- Отрывок для чтения -
• • •

Здесь хочу заметить, что и в животном мире крылья не являются единственным органом, отрывающим существо от земли. С точки зрения аэродинамики и в результате многочисленных опытов было установлено, что ни утки, ни майские жуки не способны при помощи крыльев развить подъемную силу, способную оторвать их от земли, не говоря уже о том, чтобы нести тела по воздуху на сотни и тысячи (в случае уток) миль. Эта сила заложена в других загадочных резервуарах, которыми располагают летающие существа.

Эта интуиция в полной мере работала у двух великих изобретателей летающих аппаратов – Леонардо да Винчи и Татлина (у Леонардо меньше, у Татлина – больше). «Летатлин» был попыткой вернуться в тот золотой период развития авиации, который совсем недавно кончился, благодаря эксплуатации внеположной человеку технике – бензиновому двигателю, практическими расчетами лонжеронов, нервюр и т.д. А самое главное – целеполаганию.

У первых авиаторов цель была – полет. И самолет был – полетом. Цель и средства совпали, когда авиатор перемещал себя из позиции существа ходящего, в позицию существа летящего – тело и аппарат срастались. Аппарат, обладающий символической мощью подъема и выходящий из сердца и головы конструктора-провидца, не был отделен от его мысли, эмоции, плоти. Это был, скорее, алхимический орган, выращенный авиатором для того, чтобы переместить его в воздух. Причем здесь оправдывалось правило, сформулированное примерно тогда же Анри Бергсоном, что функция формирует орган для ее осуществления. Вот почему первые самолеты были собраны из органических материалов, почти телесных, почти человеческих – китовый ус, кожа, ткань, дерево. Самолет был органом полета, а не инструментом для него.

• • •

- Список с координатной разметкой -

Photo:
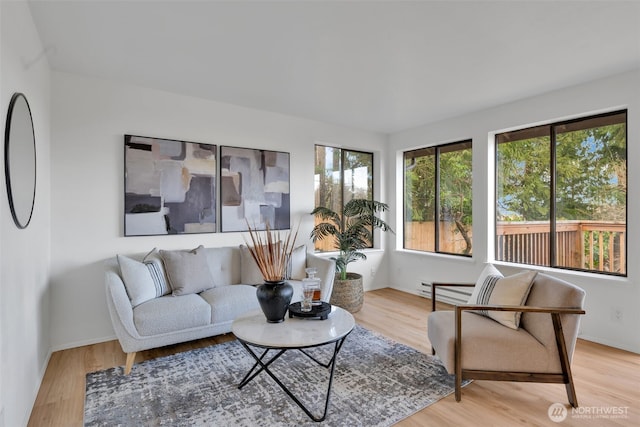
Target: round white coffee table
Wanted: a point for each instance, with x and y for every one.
(254, 332)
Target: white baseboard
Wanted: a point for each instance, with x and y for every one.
(82, 343)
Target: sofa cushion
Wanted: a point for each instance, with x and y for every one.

• • •

- Задание -
Перепишите отрывок о полете от слов «Здесь хочу заметить, что» до слов «располагают летающие существа.» включительно, заменив «майские жуки» на «стрекозы».

- Результат -
Здесь хочу заметить, что и в животном мире крылья не являются единственным органом, отрывающим существо от земли. С точки зрения аэродинамики и в результате многочисленных опытов было установлено, что ни утки, ни стрекозы не способны при помощи крыльев развить подъемную силу, способную оторвать их от земли, не говоря уже о том, чтобы нести тела по воздуху на сотни и тысячи (в случае уток) миль. Эта сила заложена в других загадочных резервуарах, которыми располагают летающие существа.